_Selected excerpt_
━━━━━━
In the meantime, I'm going to pray for wisdom in readjusting my attitudes about providing for my family. I am an abundant person and tend to go way overboard with, well, pretty much everything. I like to have the best, though I'm realizing what is best depends on who is doing the judging. I particularly need help in re-evaluating how I see feeding my family. Lots of heavy food has indicated lots of good love to me in the past and I have a tendency to communicate my affection for my beloveds with ridiculously complicated, expensive and calorie-loaded dishes. Longacre's call in Living More with Less to adjust entertaining and hospitality to be more about companionship (and yes, I know the etymological foundations of that word) than cuisine is very much resonating with me.
And finally, though it probably won't make me any more friends, I think I'm going to remind folks very gently that there is a difference between self-care and self-indulgence. And focusing on self, self, self, often leads us down the path of self-destruction, even as we seek self-preservation.
Well, that's enough of my ramblings for now. Bet you're all glad I'm back from vaca, eh?


Anonymous said...

Hey Deep-in-thought Lady, I'd LOVE to dialogue w/ you re: what you're reading/hearing & being directed by Father to change. (And didn't want to hi-jack your blog) :) :@

Anonymous said...

April, please, when your tooth isn't aching and you're able to think clearly (I never can with a tooth ache!) do some research on protein while pregnant, PLEASE? This may not be the time to decrease your protein by leaps and bounds. I'll be praying that you'll know what is needful for you and your family! ~d :@

Anonymous said...

while many are pondering your situation and offering good care-giving commentary, i say just do what seems right and stop trying to be super mom, wife, chef, pastor, friend, and steward. it will most likely even out if you are responsible with food, menu, and money.
ps: if you are going natural on the toothpaste, i recommend "Tom's Natural Toothpaste, from Maine." Good stuff. -vicar jes.

April said...
━━━━━━
_Records_

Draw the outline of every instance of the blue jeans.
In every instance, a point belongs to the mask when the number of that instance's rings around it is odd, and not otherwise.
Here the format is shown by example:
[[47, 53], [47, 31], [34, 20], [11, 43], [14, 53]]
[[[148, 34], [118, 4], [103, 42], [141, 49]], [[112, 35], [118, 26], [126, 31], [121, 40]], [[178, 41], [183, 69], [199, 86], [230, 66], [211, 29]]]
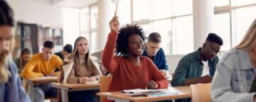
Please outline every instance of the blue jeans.
[[35, 102], [43, 102], [46, 96], [56, 97], [57, 89], [48, 84], [38, 85], [34, 87]]

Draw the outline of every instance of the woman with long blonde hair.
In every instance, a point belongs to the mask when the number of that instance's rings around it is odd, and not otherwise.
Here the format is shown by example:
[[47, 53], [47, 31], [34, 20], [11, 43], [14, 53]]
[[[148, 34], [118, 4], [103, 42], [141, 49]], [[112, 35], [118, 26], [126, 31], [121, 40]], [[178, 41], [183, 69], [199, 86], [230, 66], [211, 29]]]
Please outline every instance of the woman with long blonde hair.
[[21, 86], [17, 67], [12, 60], [14, 13], [3, 0], [0, 1], [0, 102], [30, 101]]
[[[64, 61], [73, 62], [73, 68], [68, 77], [68, 83], [84, 84], [99, 80], [102, 76], [98, 67], [91, 60], [89, 43], [84, 37], [79, 37], [75, 40], [74, 50]], [[97, 101], [95, 96], [94, 91], [68, 93], [69, 101], [94, 102]]]
[[213, 101], [256, 102], [256, 19], [218, 62], [211, 96]]

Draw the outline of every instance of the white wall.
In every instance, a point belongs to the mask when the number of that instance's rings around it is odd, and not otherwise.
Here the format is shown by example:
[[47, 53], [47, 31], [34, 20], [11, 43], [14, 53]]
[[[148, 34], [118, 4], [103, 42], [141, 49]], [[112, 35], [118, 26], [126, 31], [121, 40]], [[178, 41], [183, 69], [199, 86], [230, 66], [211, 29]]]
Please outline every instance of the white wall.
[[174, 72], [177, 67], [178, 61], [184, 55], [166, 55], [166, 59], [168, 62], [170, 72]]
[[62, 7], [52, 5], [50, 0], [6, 0], [14, 11], [16, 21], [43, 26], [62, 27]]

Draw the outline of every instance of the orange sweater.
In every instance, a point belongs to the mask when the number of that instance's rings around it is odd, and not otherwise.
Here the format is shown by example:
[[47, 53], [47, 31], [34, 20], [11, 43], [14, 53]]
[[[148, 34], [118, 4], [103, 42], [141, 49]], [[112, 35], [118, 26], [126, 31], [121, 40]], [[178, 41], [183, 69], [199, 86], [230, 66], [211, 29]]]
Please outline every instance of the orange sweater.
[[42, 53], [38, 53], [31, 57], [26, 64], [22, 75], [25, 78], [40, 77], [43, 74], [51, 74], [56, 67], [60, 67], [61, 59], [53, 55], [49, 61], [43, 60]]
[[134, 65], [124, 57], [114, 57], [117, 33], [111, 32], [102, 55], [102, 64], [112, 74], [109, 91], [144, 89], [149, 80], [154, 81], [158, 89], [168, 87], [167, 79], [160, 73], [154, 62], [146, 57], [140, 57], [139, 67]]

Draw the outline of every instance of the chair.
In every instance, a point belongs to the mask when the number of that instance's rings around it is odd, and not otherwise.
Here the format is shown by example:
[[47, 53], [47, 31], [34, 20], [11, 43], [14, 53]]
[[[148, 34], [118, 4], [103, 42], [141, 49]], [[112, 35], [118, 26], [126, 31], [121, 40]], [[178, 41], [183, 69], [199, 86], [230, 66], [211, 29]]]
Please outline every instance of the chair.
[[[100, 92], [107, 92], [109, 85], [110, 84], [112, 76], [102, 76], [100, 78]], [[100, 96], [100, 101], [104, 102], [107, 100], [107, 97], [105, 96]]]
[[190, 86], [193, 102], [211, 102], [210, 83]]

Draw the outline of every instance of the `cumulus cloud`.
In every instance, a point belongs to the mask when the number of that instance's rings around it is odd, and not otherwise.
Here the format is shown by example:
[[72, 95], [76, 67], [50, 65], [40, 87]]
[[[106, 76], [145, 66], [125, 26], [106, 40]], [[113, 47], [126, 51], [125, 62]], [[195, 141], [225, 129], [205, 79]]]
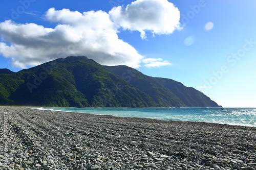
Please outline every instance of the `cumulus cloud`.
[[125, 8], [113, 8], [109, 12], [115, 23], [124, 29], [138, 31], [146, 39], [146, 31], [170, 34], [181, 29], [179, 9], [167, 0], [137, 0]]
[[[168, 34], [179, 28], [179, 11], [167, 0], [137, 0], [125, 9], [114, 8], [109, 13], [51, 8], [44, 17], [56, 27], [10, 20], [0, 22], [0, 54], [11, 58], [14, 66], [25, 68], [69, 56], [86, 56], [102, 65], [137, 68], [143, 56], [118, 38], [119, 30], [137, 30], [145, 38], [148, 30]], [[169, 64], [158, 60], [146, 66]]]
[[24, 68], [68, 56], [85, 55], [101, 64], [124, 64], [136, 68], [143, 56], [132, 45], [118, 38], [108, 13], [80, 13], [51, 8], [46, 18], [58, 25], [54, 29], [35, 23], [0, 23], [0, 53], [13, 58], [13, 64]]
[[159, 67], [165, 65], [171, 65], [168, 61], [163, 61], [161, 58], [149, 58], [143, 59], [142, 62], [145, 63], [145, 66], [148, 68]]

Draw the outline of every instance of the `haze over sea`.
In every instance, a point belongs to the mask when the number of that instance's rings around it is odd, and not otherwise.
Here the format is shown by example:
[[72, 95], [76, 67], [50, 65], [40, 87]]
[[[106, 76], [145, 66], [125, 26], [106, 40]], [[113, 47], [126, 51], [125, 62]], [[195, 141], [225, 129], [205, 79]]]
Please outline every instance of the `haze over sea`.
[[256, 108], [40, 108], [115, 116], [150, 118], [165, 120], [189, 121], [256, 127]]

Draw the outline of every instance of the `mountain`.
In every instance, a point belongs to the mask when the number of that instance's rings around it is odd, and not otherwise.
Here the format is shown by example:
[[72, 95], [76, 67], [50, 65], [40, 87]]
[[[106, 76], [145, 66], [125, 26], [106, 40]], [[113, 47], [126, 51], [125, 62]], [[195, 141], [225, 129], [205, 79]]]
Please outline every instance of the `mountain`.
[[0, 74], [8, 74], [11, 75], [15, 73], [14, 72], [12, 72], [9, 69], [7, 68], [0, 68]]
[[58, 59], [16, 73], [0, 72], [0, 105], [220, 107], [173, 80], [147, 76], [126, 66], [102, 66], [86, 57]]

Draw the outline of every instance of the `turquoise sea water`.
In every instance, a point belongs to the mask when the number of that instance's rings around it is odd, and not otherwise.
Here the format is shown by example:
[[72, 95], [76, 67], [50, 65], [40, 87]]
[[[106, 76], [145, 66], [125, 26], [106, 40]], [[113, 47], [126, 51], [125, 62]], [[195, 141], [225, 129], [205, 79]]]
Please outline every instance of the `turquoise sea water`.
[[38, 108], [116, 116], [191, 121], [256, 127], [256, 108]]

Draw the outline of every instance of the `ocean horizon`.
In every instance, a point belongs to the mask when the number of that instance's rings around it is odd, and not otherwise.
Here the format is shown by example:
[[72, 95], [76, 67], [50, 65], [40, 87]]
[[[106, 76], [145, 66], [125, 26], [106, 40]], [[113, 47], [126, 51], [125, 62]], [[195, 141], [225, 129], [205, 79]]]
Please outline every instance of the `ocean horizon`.
[[256, 108], [60, 108], [36, 109], [256, 127]]

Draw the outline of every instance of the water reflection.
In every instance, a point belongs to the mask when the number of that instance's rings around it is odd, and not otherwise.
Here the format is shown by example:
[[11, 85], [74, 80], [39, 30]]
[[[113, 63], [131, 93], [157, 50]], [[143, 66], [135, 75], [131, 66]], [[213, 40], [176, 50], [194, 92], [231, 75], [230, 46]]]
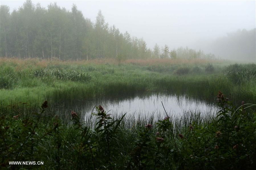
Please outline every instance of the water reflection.
[[[185, 96], [166, 94], [152, 94], [150, 96], [137, 96], [125, 99], [117, 99], [95, 101], [95, 105], [102, 105], [106, 111], [112, 114], [134, 115], [140, 113], [146, 115], [163, 114], [165, 111], [163, 102], [168, 115], [182, 115], [188, 111], [202, 114], [206, 112], [215, 112], [217, 109], [214, 102], [211, 103], [198, 99], [189, 99]], [[82, 113], [85, 115], [90, 114], [92, 108], [85, 107]], [[94, 110], [95, 111], [95, 110]]]

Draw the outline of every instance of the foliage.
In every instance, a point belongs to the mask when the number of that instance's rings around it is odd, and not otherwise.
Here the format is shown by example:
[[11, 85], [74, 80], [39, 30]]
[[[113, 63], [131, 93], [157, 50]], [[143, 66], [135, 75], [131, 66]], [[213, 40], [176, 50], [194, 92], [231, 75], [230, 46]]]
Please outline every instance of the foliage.
[[248, 109], [256, 105], [243, 102], [237, 108], [220, 92], [217, 98], [219, 111], [211, 122], [191, 122], [177, 132], [168, 115], [153, 125], [127, 129], [125, 114], [114, 119], [101, 106], [90, 126], [73, 111], [73, 123], [62, 125], [45, 116], [45, 101], [30, 118], [1, 117], [0, 163], [6, 169], [21, 167], [10, 161], [36, 160], [44, 164], [34, 167], [56, 169], [253, 169], [256, 113]]
[[255, 64], [235, 63], [226, 67], [225, 74], [235, 84], [256, 80], [256, 66]]

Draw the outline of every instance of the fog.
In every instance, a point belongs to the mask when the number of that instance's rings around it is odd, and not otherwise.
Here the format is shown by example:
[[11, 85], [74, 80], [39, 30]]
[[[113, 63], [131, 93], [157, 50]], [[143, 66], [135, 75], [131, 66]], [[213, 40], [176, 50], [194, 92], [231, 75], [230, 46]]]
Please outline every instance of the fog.
[[[50, 3], [56, 1], [32, 1], [34, 4], [40, 3], [46, 8]], [[18, 9], [24, 2], [1, 1], [1, 4], [9, 6], [11, 12], [14, 9]], [[151, 49], [156, 43], [160, 47], [167, 44], [170, 49], [187, 46], [228, 59], [239, 59], [241, 55], [234, 57], [227, 54], [233, 49], [222, 52], [221, 49], [218, 51], [217, 45], [213, 47], [213, 44], [220, 44], [218, 41], [226, 37], [228, 34], [239, 29], [251, 30], [256, 25], [255, 1], [57, 2], [58, 5], [69, 10], [72, 4], [75, 4], [85, 17], [93, 21], [100, 9], [109, 25], [114, 25], [121, 32], [127, 31], [132, 36], [143, 38], [148, 47]], [[255, 30], [252, 32], [254, 34], [250, 34], [249, 40], [246, 40], [248, 42], [246, 44], [250, 45], [248, 50], [250, 51], [249, 53], [251, 56], [244, 57], [255, 61]], [[244, 41], [239, 38], [246, 38], [242, 36], [233, 40]], [[239, 44], [235, 43], [236, 46], [232, 46], [237, 49]]]

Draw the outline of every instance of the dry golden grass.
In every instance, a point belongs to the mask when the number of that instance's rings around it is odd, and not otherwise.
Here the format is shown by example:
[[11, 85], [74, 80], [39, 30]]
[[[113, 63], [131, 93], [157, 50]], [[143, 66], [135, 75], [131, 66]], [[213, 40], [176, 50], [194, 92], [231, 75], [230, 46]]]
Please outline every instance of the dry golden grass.
[[[217, 59], [209, 60], [206, 59], [129, 59], [122, 61], [121, 63], [126, 64], [132, 64], [140, 65], [151, 65], [156, 64], [172, 65], [172, 64], [204, 64], [209, 63], [221, 63], [223, 60]], [[37, 67], [44, 67], [50, 64], [58, 65], [80, 65], [94, 63], [103, 64], [108, 63], [112, 64], [118, 64], [119, 62], [115, 59], [95, 59], [87, 61], [82, 60], [78, 61], [67, 60], [59, 61], [56, 59], [51, 61], [50, 60], [43, 60], [38, 58], [28, 59], [20, 59], [17, 58], [7, 58], [1, 57], [0, 58], [0, 65], [3, 63], [12, 63], [15, 65], [18, 70], [24, 69], [33, 65]]]

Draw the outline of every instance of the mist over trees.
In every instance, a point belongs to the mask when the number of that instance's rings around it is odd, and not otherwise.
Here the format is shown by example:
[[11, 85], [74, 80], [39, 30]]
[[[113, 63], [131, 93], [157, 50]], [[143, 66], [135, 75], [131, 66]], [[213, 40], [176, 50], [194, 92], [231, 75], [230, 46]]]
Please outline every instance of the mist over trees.
[[[220, 58], [256, 61], [256, 29], [238, 30], [210, 42], [199, 43], [199, 46]], [[196, 45], [198, 45], [197, 44]]]
[[151, 50], [142, 38], [110, 26], [99, 10], [94, 22], [73, 5], [70, 11], [55, 3], [47, 9], [27, 0], [11, 13], [1, 5], [0, 56], [61, 60], [117, 58], [214, 58], [188, 48], [171, 50], [157, 44]]

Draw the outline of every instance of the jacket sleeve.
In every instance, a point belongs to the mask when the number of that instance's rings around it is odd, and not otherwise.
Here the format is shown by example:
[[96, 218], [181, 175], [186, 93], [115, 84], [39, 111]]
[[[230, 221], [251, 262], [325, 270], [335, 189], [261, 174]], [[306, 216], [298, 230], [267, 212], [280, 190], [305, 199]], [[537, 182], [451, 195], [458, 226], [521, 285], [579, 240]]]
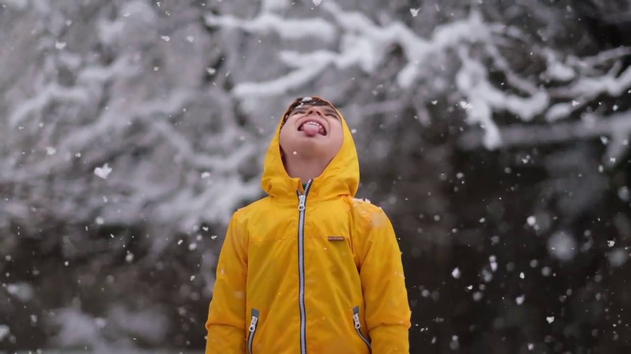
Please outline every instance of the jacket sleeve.
[[360, 270], [372, 353], [408, 353], [411, 312], [401, 251], [390, 220], [382, 210], [375, 209]]
[[245, 353], [247, 242], [235, 215], [228, 226], [217, 263], [206, 323], [206, 354]]

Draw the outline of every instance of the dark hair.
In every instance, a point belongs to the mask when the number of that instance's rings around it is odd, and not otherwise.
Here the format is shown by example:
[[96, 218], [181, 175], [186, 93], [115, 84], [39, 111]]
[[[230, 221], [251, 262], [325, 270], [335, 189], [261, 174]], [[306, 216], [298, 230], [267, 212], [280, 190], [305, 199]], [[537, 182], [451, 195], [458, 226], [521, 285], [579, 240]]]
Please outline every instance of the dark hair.
[[289, 116], [292, 115], [297, 108], [303, 107], [304, 106], [331, 106], [331, 103], [329, 103], [324, 100], [321, 100], [317, 97], [298, 97], [293, 100], [293, 102], [289, 105], [289, 108], [287, 108], [287, 113], [283, 117], [283, 123], [280, 125], [281, 127], [285, 125], [285, 122], [287, 122], [287, 119], [289, 118]]

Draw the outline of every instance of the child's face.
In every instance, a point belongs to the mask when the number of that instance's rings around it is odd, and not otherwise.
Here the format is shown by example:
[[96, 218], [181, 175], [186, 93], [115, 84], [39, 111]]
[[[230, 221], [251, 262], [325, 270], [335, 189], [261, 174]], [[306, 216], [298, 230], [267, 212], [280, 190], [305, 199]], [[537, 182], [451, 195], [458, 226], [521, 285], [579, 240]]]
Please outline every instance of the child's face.
[[330, 161], [344, 142], [341, 118], [328, 105], [298, 105], [289, 113], [279, 139], [286, 156]]

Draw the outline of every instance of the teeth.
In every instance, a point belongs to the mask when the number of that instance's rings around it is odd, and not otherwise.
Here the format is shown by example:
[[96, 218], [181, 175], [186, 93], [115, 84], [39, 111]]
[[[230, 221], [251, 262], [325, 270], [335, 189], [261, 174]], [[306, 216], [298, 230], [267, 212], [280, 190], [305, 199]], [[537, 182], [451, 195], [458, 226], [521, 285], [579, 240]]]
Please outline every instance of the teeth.
[[319, 128], [320, 134], [321, 134], [322, 135], [324, 134], [324, 128], [322, 127], [322, 126], [319, 123], [318, 123], [317, 122], [309, 121], [309, 122], [307, 122], [305, 123], [304, 123], [302, 124], [302, 127], [300, 127], [300, 130], [302, 130], [303, 127], [305, 125], [313, 125], [314, 127], [317, 127], [318, 128]]

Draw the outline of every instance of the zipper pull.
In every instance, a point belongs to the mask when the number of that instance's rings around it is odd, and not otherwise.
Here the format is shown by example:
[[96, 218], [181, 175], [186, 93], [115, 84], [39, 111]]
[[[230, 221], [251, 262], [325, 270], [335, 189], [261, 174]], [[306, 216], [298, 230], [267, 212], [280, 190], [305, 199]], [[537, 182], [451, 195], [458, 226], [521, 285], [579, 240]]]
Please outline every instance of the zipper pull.
[[298, 210], [301, 212], [305, 210], [305, 200], [307, 199], [307, 196], [304, 194], [298, 195]]
[[259, 319], [252, 316], [252, 322], [250, 323], [250, 331], [254, 332], [256, 329], [256, 323], [259, 321]]
[[353, 315], [353, 320], [355, 323], [355, 329], [359, 329], [362, 327], [362, 324], [359, 323], [359, 314]]

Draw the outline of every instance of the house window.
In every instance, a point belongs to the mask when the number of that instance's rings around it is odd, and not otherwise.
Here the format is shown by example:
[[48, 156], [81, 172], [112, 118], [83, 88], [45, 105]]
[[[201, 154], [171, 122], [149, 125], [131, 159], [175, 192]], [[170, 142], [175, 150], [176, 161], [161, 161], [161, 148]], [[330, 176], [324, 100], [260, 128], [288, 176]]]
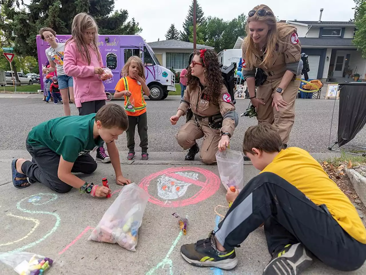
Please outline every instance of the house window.
[[323, 29], [322, 36], [340, 36], [340, 29]]
[[167, 67], [172, 67], [175, 70], [181, 70], [187, 67], [189, 64], [190, 53], [167, 52]]

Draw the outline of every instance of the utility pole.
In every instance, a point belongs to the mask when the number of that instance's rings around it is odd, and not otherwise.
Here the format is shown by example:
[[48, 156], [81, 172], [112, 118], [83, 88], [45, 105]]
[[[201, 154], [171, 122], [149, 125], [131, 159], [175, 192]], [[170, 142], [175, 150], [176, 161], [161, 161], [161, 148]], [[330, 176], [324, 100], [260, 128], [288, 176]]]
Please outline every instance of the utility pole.
[[193, 50], [196, 49], [196, 1], [193, 0]]

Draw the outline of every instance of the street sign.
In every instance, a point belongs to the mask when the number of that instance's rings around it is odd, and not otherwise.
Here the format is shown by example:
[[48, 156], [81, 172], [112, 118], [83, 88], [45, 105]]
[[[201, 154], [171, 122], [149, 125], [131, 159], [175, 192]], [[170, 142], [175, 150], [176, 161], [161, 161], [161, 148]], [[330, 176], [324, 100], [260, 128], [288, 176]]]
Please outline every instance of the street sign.
[[4, 52], [11, 53], [14, 50], [14, 48], [13, 47], [3, 47], [3, 50], [4, 50]]
[[13, 61], [13, 58], [14, 58], [14, 56], [15, 55], [14, 54], [12, 54], [10, 52], [3, 52], [3, 54], [8, 59], [8, 61], [9, 61], [10, 63], [11, 63], [11, 62]]

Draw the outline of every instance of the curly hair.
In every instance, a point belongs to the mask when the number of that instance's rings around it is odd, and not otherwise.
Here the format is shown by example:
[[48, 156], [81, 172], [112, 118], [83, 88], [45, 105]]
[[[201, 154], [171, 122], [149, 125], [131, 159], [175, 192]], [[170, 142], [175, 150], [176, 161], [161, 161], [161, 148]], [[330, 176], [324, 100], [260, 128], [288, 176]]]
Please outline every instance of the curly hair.
[[[200, 56], [200, 54], [199, 50], [196, 50], [193, 52], [194, 56], [196, 55]], [[206, 84], [205, 91], [212, 99], [214, 103], [218, 104], [221, 87], [225, 84], [220, 70], [217, 55], [214, 51], [207, 49], [203, 54], [203, 58], [204, 62], [200, 57], [201, 63], [203, 64], [203, 67], [206, 69], [204, 73]], [[187, 77], [188, 80], [187, 85], [189, 86], [191, 91], [195, 89], [199, 85], [198, 78], [192, 75], [192, 68], [190, 66], [188, 66]]]

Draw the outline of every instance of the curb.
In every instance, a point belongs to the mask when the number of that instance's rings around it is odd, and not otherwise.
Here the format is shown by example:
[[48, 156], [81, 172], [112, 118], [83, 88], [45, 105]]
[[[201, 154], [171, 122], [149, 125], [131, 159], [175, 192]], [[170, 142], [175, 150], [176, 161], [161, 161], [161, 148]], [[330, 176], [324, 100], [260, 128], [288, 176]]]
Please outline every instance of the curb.
[[354, 169], [345, 169], [346, 173], [353, 185], [360, 199], [366, 205], [366, 177]]

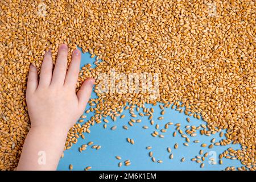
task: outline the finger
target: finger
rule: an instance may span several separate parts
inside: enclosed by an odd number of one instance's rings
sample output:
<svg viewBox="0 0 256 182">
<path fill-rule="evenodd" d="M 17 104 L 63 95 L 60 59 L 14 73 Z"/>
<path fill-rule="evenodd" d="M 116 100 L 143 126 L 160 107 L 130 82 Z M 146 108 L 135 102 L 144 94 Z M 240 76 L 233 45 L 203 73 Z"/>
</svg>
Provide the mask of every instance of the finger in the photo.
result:
<svg viewBox="0 0 256 182">
<path fill-rule="evenodd" d="M 36 68 L 31 64 L 27 78 L 27 92 L 28 93 L 33 93 L 38 88 L 38 71 Z"/>
<path fill-rule="evenodd" d="M 51 84 L 63 85 L 65 80 L 68 63 L 68 46 L 61 44 L 59 47 L 58 55 Z"/>
<path fill-rule="evenodd" d="M 94 79 L 88 78 L 82 84 L 80 89 L 77 92 L 77 96 L 80 108 L 84 110 L 90 97 L 92 88 L 94 84 Z"/>
<path fill-rule="evenodd" d="M 65 78 L 64 85 L 76 88 L 76 82 L 77 82 L 78 76 L 79 73 L 79 68 L 80 67 L 81 53 L 79 49 L 76 49 L 72 52 L 71 63 L 68 68 L 68 72 Z"/>
<path fill-rule="evenodd" d="M 47 86 L 51 84 L 52 76 L 52 57 L 51 51 L 46 53 L 40 73 L 39 86 Z"/>
</svg>

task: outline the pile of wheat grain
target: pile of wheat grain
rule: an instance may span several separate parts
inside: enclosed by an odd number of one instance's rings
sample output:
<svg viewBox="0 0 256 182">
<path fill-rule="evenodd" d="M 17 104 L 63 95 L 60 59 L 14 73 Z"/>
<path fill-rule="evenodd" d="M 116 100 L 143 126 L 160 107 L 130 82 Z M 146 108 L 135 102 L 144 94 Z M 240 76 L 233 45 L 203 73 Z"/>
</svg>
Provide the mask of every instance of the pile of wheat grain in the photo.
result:
<svg viewBox="0 0 256 182">
<path fill-rule="evenodd" d="M 102 117 L 123 107 L 180 101 L 200 114 L 210 134 L 227 129 L 223 145 L 251 169 L 255 159 L 256 6 L 253 0 L 33 0 L 0 2 L 0 169 L 17 165 L 30 129 L 25 101 L 29 65 L 39 69 L 45 51 L 77 46 L 97 59 L 78 86 L 98 73 L 157 73 L 160 96 L 100 93 L 96 114 L 71 129 L 66 148 Z M 99 84 L 97 80 L 97 84 Z"/>
</svg>

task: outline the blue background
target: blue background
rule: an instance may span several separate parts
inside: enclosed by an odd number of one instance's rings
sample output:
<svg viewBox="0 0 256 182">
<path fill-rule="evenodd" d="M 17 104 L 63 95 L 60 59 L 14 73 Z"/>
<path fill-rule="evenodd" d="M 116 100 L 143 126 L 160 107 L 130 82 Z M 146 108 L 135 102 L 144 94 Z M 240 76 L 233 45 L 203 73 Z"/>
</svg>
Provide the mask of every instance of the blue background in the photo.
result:
<svg viewBox="0 0 256 182">
<path fill-rule="evenodd" d="M 89 53 L 82 53 L 81 66 L 85 64 L 90 63 L 93 67 L 93 63 L 95 58 L 90 58 Z M 92 97 L 96 98 L 95 93 L 92 94 Z M 152 107 L 152 105 L 147 105 Z M 86 109 L 89 107 L 86 107 Z M 229 144 L 226 146 L 216 146 L 210 149 L 207 147 L 201 147 L 202 143 L 210 144 L 210 140 L 216 138 L 216 142 L 218 142 L 221 138 L 220 133 L 216 133 L 210 136 L 203 136 L 199 134 L 197 130 L 197 135 L 195 137 L 189 136 L 191 142 L 189 146 L 183 145 L 183 143 L 186 142 L 185 138 L 182 138 L 181 135 L 177 133 L 175 137 L 172 136 L 174 131 L 175 131 L 175 123 L 181 124 L 180 129 L 184 132 L 186 130 L 185 126 L 200 126 L 201 124 L 206 125 L 206 123 L 203 120 L 195 119 L 193 117 L 189 117 L 191 122 L 188 123 L 186 118 L 187 115 L 184 113 L 180 113 L 175 110 L 171 108 L 165 108 L 165 114 L 164 119 L 158 120 L 157 118 L 160 115 L 161 111 L 159 105 L 154 106 L 155 112 L 154 113 L 153 120 L 155 121 L 154 125 L 150 125 L 150 121 L 147 117 L 137 117 L 136 119 L 141 119 L 141 123 L 134 123 L 134 126 L 131 127 L 128 125 L 128 121 L 130 119 L 130 114 L 128 110 L 125 110 L 123 114 L 126 115 L 126 117 L 123 119 L 117 118 L 115 122 L 113 122 L 110 118 L 106 118 L 109 121 L 108 123 L 107 129 L 104 129 L 102 122 L 99 124 L 96 124 L 90 128 L 90 133 L 85 133 L 85 138 L 82 139 L 80 138 L 78 142 L 73 145 L 72 147 L 64 151 L 64 157 L 60 160 L 57 169 L 69 170 L 70 164 L 73 165 L 73 170 L 84 170 L 88 166 L 91 166 L 91 170 L 222 170 L 228 166 L 234 166 L 236 167 L 241 167 L 242 165 L 239 160 L 223 159 L 223 164 L 218 164 L 218 155 L 225 150 L 229 147 L 233 147 L 234 149 L 240 148 L 238 144 Z M 140 111 L 142 109 L 141 109 Z M 89 119 L 93 113 L 90 113 L 86 114 L 87 118 L 85 121 Z M 138 114 L 137 114 L 138 115 Z M 164 134 L 164 138 L 153 137 L 151 134 L 155 131 L 155 125 L 159 125 L 159 130 L 164 129 L 164 125 L 171 122 L 174 123 L 172 126 L 169 126 L 167 131 Z M 122 128 L 123 125 L 128 126 L 128 130 Z M 142 128 L 143 126 L 147 126 L 148 129 Z M 113 126 L 117 126 L 115 130 L 110 130 Z M 222 131 L 224 132 L 225 131 Z M 160 132 L 159 132 L 160 133 Z M 224 138 L 225 136 L 222 137 Z M 133 139 L 135 144 L 132 145 L 126 140 L 127 138 Z M 199 140 L 200 143 L 195 143 L 194 140 Z M 93 144 L 100 145 L 101 148 L 100 150 L 92 148 L 90 146 L 87 147 L 86 150 L 80 152 L 79 148 L 83 144 L 87 144 L 88 142 L 92 141 Z M 179 147 L 174 149 L 174 144 L 177 143 Z M 151 146 L 152 149 L 146 150 L 147 146 Z M 170 153 L 167 152 L 167 148 L 171 148 L 171 154 L 174 154 L 174 159 L 170 159 Z M 191 159 L 196 155 L 200 155 L 199 151 L 203 149 L 204 154 L 206 152 L 210 152 L 213 154 L 211 156 L 209 155 L 206 158 L 204 161 L 204 167 L 201 168 L 200 164 L 195 162 L 192 162 Z M 163 160 L 163 163 L 154 163 L 148 155 L 148 152 L 152 151 L 153 156 L 156 160 Z M 118 155 L 122 158 L 121 160 L 115 159 L 115 156 Z M 181 159 L 185 158 L 184 162 L 181 162 Z M 213 157 L 216 159 L 217 164 L 210 164 L 209 159 Z M 124 161 L 130 160 L 131 165 L 125 166 Z M 118 167 L 118 164 L 119 162 L 122 162 L 121 167 Z"/>
</svg>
━━━━━━
_Exercise tasks_
• a. In the blog post, which toothpaste does the comment signed "vicar jes" recommend?
• b. In the blog post, rewrite the passage from "April, please, when" up to and including "April said...", replacing "protein" with "iron".

_Your responses_
• a. Tom's Natural Toothpaste, from Maine.

• b.
April, please, when your tooth isn't aching and you're able to think clearly (I never can with a tooth ache!) do some research on iron while pregnant, PLEASE? This may not be the time to decrease your iron by leaps and bounds. I'll be praying that you'll know what is needful for you and your family! ~d :@

Anonymous said...

while many are pondering your situation and offering good care-giving commentary, i say just do what seems right and stop trying to be super mom, wife, chef, pastor, friend, and steward. it will most likely even out if you are responsible with food, menu, and money.
ps: if you are going natural on the toothpaste, i recommend "Tom's Natural Toothpaste, from Maine." Good stuff. -vicar jes.

April said...